**WHAT YOU NEED TO DO**
Lay out each line of the listing below as a Markdown table with the columns "Line No." and "Listing Text", skipping any blank lines. Leave the pictures out.
— START OF DATA SHOWN —
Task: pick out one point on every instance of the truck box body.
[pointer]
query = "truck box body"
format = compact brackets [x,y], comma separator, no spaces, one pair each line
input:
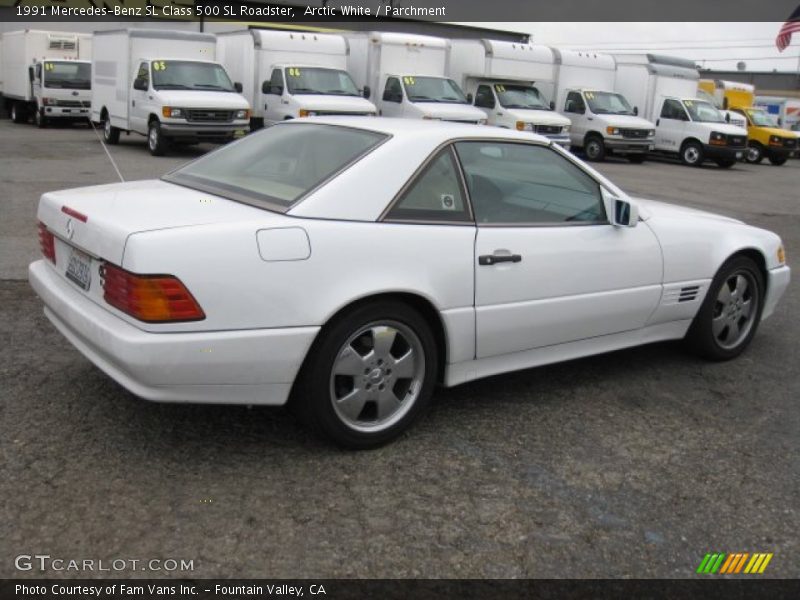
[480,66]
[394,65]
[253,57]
— END OF DATA SHOWN —
**ANSWER**
| Line No. | Listing Text |
|---|---|
| 1 | Task: pick out one point on every instance of the truck box body. |
| 2 | [pointer] |
| 3 | query = "truck box body" |
| 4 | format = compact brackets [x,y], comma separator, no spaces, one pair each line |
| 5 | input: |
| 6 | [480,66] |
| 7 | [394,65] |
| 8 | [253,57] |